> _ACTION ITEM_
Once the pictures are set aside, copy the data below exactly as it stands.

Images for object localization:
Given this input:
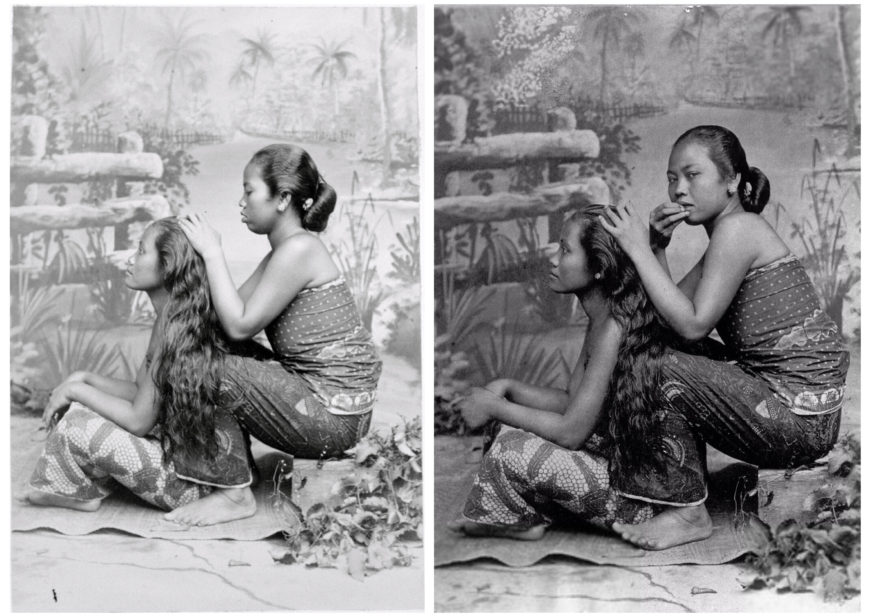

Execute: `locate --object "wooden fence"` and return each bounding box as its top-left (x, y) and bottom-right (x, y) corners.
top-left (493, 99), bottom-right (667, 134)
top-left (11, 115), bottom-right (172, 269)
top-left (241, 126), bottom-right (356, 144)
top-left (70, 125), bottom-right (226, 153)
top-left (684, 92), bottom-right (812, 111)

> _ANSWER TO THE PROBLEM_
Given this input:

Execute: `locate --object "wooden fence"` and return each bounding box as its top-left (x, y) and bottom-right (x, y) corners.
top-left (493, 99), bottom-right (667, 134)
top-left (11, 115), bottom-right (172, 269)
top-left (241, 126), bottom-right (356, 144)
top-left (70, 125), bottom-right (226, 153)
top-left (684, 92), bottom-right (812, 111)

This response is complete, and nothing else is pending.